### EXERCISE PROMPT
Copy the letter on blood donation between "Given the very" and "abstention clause immediately.", inclusive, swapping "Government" for "Minister for Health".

##### DOCUMENT PASSAGE

Sir, – Wednesday was World Aids day, 40 years after the HIV virus was first discovered as the etiologic cause of Aids.
In Ireland, the lifelong ban on gay, bisexual and men who have sex with men giving blood (a ban which was first introduced in countries after 1981) was lifted in 2017. In effect, this meant that gay, bisexual and men who have sex with men could qualify as blood donors – but only after abstaining from any sexual contact for one year. The same criteria does not apply to heterosexual donors.
In the UK in June of this year, a new policy was implemented allowing gay, bisexual and men who have sex with men to give blood – without any period of abstaining. The UK thus became one of 25 countries with no deferral period.
Two weeks after the law in the UK changed, the Irish Blood Transfusion Service (IBTS), because of a current shortage of blood, announced it was importing a bulk consignment of blood from the UK.
This imported blood came to the aid of an Irish health service affected not only by shortening blood supplies, but by the vagaries of another fatal virus. It also, presumably, came from British men who were able to give blood unrestrictedly because of the change in the law.
As a gay citizen of this country, I believe the current approach to blood donation prejudicial, that an evidence-based, individualised assessment of sexual behavioural patterns replace what is an outmoded grouping together of communities based upon the presumption of sexual promiscuity.
Given the very real possibility of further blood shortages both now and in the future, I call upon the Government to reassess the current abstention clause immediately.

##########
##### AVAILABLE DATA

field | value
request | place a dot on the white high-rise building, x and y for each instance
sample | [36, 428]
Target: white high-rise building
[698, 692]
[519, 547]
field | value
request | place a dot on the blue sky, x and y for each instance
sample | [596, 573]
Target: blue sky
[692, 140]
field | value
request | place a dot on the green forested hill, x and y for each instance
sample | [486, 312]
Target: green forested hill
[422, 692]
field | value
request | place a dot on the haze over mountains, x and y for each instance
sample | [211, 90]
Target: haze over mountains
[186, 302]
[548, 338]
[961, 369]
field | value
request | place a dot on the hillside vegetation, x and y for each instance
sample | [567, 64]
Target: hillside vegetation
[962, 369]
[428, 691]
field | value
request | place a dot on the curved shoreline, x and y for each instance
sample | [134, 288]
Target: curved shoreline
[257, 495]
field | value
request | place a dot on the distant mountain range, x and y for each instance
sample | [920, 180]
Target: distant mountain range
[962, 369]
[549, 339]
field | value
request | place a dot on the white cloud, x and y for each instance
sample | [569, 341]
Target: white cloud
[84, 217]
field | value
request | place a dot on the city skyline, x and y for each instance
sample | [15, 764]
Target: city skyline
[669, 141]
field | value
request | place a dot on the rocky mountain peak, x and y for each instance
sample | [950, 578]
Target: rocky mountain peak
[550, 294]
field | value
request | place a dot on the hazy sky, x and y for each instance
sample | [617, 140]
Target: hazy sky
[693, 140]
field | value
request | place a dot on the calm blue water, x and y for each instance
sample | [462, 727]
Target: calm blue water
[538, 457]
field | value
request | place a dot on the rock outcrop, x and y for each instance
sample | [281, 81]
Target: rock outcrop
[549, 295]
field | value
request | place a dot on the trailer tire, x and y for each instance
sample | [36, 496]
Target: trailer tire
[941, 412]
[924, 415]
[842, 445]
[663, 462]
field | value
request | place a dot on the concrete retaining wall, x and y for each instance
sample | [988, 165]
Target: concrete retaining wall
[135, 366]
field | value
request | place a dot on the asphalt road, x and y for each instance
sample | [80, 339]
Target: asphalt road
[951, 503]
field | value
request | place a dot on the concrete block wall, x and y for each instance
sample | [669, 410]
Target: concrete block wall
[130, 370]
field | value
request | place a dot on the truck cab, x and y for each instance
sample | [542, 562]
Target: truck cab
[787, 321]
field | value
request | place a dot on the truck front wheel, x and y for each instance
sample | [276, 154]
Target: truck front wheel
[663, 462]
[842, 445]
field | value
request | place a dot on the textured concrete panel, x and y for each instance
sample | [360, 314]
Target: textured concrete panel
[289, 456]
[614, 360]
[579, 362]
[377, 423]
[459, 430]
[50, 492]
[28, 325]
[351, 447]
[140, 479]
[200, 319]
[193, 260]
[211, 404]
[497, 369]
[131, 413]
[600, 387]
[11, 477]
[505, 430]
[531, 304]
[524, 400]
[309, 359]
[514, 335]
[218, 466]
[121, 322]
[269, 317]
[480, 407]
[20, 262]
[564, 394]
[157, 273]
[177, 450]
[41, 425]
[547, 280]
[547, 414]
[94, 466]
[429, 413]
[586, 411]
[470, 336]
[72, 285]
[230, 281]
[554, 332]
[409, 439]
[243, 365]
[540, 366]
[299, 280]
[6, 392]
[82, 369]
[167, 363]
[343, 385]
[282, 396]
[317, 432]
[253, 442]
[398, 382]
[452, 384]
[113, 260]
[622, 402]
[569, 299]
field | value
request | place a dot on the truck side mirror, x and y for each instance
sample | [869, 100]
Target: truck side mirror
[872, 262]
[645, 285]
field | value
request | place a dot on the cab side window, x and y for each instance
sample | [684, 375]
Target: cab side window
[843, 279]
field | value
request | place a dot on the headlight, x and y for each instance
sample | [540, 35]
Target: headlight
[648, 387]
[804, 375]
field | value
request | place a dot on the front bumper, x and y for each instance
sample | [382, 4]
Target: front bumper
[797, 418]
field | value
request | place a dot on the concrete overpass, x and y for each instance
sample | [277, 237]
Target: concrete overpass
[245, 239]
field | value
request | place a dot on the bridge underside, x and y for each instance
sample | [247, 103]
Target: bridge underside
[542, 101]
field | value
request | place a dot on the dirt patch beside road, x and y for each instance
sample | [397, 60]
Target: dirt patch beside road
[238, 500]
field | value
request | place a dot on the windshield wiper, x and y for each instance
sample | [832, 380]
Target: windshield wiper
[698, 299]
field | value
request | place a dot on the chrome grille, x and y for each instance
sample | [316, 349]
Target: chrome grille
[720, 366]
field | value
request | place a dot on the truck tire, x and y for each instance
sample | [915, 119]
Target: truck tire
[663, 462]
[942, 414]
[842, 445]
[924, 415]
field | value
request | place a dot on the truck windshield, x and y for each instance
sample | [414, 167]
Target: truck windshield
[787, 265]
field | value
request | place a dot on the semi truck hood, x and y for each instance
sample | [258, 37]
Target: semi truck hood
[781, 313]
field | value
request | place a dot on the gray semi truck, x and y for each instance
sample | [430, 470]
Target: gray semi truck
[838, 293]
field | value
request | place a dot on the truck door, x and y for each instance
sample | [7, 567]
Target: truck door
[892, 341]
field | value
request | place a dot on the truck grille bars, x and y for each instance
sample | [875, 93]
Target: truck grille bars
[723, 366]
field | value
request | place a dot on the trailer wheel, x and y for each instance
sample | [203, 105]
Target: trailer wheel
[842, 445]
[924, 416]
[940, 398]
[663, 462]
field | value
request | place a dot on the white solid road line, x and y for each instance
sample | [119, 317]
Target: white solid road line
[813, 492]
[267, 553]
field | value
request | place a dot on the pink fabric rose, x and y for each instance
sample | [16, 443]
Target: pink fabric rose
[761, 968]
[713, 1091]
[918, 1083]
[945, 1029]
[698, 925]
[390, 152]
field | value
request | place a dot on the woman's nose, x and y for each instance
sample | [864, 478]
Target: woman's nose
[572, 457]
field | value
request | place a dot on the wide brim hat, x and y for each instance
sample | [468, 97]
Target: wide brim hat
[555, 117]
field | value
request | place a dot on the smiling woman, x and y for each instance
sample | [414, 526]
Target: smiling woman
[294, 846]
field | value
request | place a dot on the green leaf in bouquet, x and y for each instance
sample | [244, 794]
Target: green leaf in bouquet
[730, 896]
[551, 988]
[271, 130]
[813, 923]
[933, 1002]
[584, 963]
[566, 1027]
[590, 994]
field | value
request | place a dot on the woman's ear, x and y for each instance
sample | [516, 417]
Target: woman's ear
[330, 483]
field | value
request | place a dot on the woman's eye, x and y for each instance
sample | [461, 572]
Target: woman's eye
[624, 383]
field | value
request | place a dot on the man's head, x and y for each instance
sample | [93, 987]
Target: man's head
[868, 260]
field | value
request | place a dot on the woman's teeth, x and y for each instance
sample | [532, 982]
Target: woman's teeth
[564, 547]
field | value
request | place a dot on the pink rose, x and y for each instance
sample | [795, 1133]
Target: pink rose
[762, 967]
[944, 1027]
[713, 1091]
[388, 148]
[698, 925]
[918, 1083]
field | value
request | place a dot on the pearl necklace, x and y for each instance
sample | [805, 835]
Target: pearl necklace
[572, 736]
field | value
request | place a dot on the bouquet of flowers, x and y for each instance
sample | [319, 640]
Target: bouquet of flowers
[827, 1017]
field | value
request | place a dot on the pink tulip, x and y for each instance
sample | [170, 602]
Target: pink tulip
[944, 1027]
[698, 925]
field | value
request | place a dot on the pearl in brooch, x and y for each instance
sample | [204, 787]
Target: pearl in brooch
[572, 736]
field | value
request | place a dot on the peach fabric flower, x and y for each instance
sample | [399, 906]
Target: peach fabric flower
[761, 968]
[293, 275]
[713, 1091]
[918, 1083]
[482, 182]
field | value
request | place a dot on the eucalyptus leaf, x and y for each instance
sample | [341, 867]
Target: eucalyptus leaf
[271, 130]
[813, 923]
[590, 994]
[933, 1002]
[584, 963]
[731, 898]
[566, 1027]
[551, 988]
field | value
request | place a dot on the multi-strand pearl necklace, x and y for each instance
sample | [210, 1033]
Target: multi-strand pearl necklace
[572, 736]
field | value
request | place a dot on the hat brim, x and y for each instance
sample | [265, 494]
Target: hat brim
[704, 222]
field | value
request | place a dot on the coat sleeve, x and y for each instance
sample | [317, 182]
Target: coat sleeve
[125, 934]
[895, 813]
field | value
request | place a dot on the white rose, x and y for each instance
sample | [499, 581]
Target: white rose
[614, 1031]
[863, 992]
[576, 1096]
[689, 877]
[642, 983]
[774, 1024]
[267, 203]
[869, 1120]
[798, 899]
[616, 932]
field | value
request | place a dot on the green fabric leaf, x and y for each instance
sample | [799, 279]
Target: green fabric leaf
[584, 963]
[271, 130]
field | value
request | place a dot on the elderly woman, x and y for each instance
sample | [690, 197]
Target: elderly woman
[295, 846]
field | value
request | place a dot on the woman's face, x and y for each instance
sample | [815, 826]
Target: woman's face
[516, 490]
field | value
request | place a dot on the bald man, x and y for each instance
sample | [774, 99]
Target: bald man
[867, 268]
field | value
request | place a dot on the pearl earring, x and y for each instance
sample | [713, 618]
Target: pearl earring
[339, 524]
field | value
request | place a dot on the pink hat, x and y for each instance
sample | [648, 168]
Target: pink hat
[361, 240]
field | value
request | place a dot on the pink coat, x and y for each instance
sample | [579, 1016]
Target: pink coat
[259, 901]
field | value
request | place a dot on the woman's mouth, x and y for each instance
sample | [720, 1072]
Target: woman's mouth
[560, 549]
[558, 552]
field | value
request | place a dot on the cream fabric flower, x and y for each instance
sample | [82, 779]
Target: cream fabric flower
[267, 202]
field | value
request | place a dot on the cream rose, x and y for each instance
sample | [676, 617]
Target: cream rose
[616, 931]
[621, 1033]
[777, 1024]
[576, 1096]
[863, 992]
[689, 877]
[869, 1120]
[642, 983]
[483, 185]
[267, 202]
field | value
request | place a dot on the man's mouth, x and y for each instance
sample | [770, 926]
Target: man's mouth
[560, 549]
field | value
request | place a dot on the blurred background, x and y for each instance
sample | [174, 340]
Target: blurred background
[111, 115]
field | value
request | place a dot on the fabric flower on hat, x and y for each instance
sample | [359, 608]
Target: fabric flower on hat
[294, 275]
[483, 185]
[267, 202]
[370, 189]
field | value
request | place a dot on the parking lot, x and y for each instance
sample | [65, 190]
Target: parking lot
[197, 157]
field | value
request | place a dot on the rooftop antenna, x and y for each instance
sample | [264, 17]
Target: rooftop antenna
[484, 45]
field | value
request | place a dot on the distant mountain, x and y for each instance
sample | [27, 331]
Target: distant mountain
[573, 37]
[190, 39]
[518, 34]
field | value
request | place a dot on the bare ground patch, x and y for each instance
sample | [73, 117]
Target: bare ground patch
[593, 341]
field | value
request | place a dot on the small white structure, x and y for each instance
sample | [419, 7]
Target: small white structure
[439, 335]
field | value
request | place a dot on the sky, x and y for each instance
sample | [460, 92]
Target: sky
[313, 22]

##########

### WRITTEN RESPONSE
Given the very real possibility of further blood shortages both now and in the future, I call upon the Minister for Health to reassess the current abstention clause immediately.